++++ Text section
Our National Symbol Is Slowly Returning To The Local Woods & Sky

Sometime between the post-war ‘50s rebuilding of American normalcy and the mid-‘60s to ‘70s challenge to that normalcy the American Bald Eagle dropped out of the nation’s skies. And except for the scientists and the groups whose lifestyle included the flyer, few people noticed.

ELMER and Bunny Clegg visited the grown up eagle that they saved from its fallen nest but was too injured to safely return to the wild. The eagle is at the Mercer County Wildlife Refuge.
ELMER and Bunny Clegg visited the grown up eagle that they saved from its fallen nest but was too injured to safely return to the wild. The eagle is at the Mercer County Wildlife Refuge.

By 1982 Haliaeetus leucocephalus (the name, a mix of Latin and Greek, means sea eagle with a white head), the impressive, majestic icon of power that for millenia soared throughout New Jersey, was absent from the state.

The bald eagle, found only in the U.S., Mexico, and Canada, once the unassailed king of the sky, had died a decades-slow death from poisoning. A rush to produce food for a burgeoning peacetime population led to the widespread use of DDT. The pesticide built up in the flesh of the eagles’ main prey, fish and wildfowl. The poison weakened the birds’ eggs and they did not hatch.

As of 1982, according to Larry Hajna, spokesman for the Department of Environmental Protection (DEP) of New Jersey, there was only one bald eagle nest left in all of New Jersey. That nest was about 35 miles from Swedesboro, in Cumberland County’s Bear Swamp, and its occupants had tried year after year to produce young.

Now here’s the good news. People saw the bald eagle, symbol of our country, about to go extinct and discovered the cause of its and other species’ declining numbers. The use of DDT was banned in 1972, although it took years to fade out of the ecosystem. In 1976 the eagle was placed on the endangered species list by the U.S. Fish and Wildlife Service.

In New Jersey, every effort was made to save that one, lone nest in the state, Hajna said. What succeeded best was a technique called “hacking”, in which eggs were snatched from the nest, replaced with dummy eggs, and hatched in an incubator. Once hatched, the babies were returned to the nest and the dummy eggs removed. The parents seemed not to notice and started raising their hatchlings.
++++++++
++++ Records provided
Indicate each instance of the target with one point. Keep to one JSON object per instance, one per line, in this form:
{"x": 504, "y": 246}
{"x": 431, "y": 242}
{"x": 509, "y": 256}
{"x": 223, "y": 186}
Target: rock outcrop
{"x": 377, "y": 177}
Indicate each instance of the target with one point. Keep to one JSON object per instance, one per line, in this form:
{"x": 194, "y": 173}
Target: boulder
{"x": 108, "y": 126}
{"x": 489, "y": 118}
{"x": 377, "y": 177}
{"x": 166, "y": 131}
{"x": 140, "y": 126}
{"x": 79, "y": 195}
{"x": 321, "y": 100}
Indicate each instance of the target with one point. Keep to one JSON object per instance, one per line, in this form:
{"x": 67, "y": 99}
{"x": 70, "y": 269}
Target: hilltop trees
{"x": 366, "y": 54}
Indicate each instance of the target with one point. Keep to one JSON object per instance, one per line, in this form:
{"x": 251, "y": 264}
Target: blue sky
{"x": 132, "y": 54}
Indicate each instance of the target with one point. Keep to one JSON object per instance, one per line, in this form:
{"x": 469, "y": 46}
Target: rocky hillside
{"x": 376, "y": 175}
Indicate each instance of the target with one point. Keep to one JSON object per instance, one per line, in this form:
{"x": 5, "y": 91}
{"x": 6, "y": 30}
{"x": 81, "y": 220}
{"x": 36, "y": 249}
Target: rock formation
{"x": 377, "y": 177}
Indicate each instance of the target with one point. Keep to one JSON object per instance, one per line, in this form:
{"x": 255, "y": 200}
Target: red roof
++++++++
++++ Records provided
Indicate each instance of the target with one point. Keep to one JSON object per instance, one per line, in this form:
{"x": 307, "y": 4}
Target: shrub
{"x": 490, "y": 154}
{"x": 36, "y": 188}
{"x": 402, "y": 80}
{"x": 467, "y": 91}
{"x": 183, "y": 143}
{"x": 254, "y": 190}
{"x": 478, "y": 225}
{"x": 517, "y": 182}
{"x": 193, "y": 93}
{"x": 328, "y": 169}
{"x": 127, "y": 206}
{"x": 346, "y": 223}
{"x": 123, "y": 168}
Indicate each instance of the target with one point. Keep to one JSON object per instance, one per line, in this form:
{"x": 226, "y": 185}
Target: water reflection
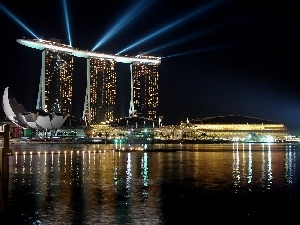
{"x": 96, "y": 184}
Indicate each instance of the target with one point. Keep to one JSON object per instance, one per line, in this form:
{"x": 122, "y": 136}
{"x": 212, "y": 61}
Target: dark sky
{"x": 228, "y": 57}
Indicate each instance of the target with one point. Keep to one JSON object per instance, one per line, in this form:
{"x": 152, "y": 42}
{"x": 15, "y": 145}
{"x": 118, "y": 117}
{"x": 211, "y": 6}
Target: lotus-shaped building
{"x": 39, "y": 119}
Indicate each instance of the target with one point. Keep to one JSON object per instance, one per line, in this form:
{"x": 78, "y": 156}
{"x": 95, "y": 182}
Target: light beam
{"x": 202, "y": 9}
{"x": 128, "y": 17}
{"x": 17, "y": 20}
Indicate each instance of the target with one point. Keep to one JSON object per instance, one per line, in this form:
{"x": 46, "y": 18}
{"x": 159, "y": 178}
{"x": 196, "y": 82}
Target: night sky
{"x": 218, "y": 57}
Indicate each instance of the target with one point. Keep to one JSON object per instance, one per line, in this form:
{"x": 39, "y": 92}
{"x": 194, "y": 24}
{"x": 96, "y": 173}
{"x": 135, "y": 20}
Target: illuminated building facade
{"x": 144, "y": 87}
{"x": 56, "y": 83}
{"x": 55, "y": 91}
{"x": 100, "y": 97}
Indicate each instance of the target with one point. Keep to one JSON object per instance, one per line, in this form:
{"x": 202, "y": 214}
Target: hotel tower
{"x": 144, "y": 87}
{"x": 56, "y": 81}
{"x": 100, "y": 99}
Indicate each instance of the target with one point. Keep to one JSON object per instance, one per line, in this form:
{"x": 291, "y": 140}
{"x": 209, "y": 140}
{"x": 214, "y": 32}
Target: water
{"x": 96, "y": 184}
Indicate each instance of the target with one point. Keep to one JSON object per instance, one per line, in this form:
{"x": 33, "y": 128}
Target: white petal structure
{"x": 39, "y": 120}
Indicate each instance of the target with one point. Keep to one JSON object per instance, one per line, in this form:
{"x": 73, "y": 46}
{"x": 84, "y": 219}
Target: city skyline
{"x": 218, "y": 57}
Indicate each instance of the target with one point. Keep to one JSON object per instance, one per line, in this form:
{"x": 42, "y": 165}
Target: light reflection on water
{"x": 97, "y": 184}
++++++++
→ **Work to do**
A. According to the article on the bald eagle's return, in what year was the use of DDT banned?
B. Rewrite everything from "By 1982 Haliaeetus" down to "did not hatch." in the bald eagle article, replacing "wildfowl" with "waterfowl".
C. Continue the article about the bald eagle's return to New Jersey from the point where it stops.

→ **Replies**
A. DDT was banned in 1972.

B.
By 1982 Haliaeetus leucocephalus (the name, a mix of Latin and Greek, means sea eagle with a white head), the impressive, majestic icon of power that for millenia soared throughout New Jersey, was absent from the state.

The bald eagle, found only in the U.S., Mexico, and Canada, once the unassailed king of the sky, had died a decades-slow death from poisoning. A rush to produce food for a burgeoning peacetime population led to the widespread use of DDT. The pesticide built up in the flesh of the eagles’ main prey, fish and waterfowl. The poison weakened the birds’ eggs and they did not hatch.

C.
A true success story, the eagle save and rescue efforts worked so well that the number of nests in the state grew from one in 1982 to 161 by 2016. About 200 eaglets were hatched last year from those nests. (Fifty percent of young eagles, however, do not make it through their first year.)

It turns out that southern New Jersey is prime eagle grounds. Nearly 50 percent of the nests in the state are in the Gloucester, Salem and Cumberland counties, following the Delaware River to the sea.

Gloucester County currently has 14 active nests, according to DEP records, and a long-term Gibbstown resident may well have discovered the very first nest in the county to start up as eagles began to spread once more.

In 1991, Isabella “Bunny” Clegg and her husband, Elmer, went out looking for an eagle’s nest. She couldn’t remember seeing an eagle but, “We heard in town there was a nest around here so we were checking around to see if we could see it.”

Sure enough, they noticed a large nest in a tall tree near the DuPont Repauno Works. An outdoorsman, Elmer Clegg took an interest in the nesting birds and often arranged his walking schedule to include the nest, his wife said. “I don’t think there were any other nests in the county, at least, that I heard of,” Bunny recalled. “So it might have been the first to come back.”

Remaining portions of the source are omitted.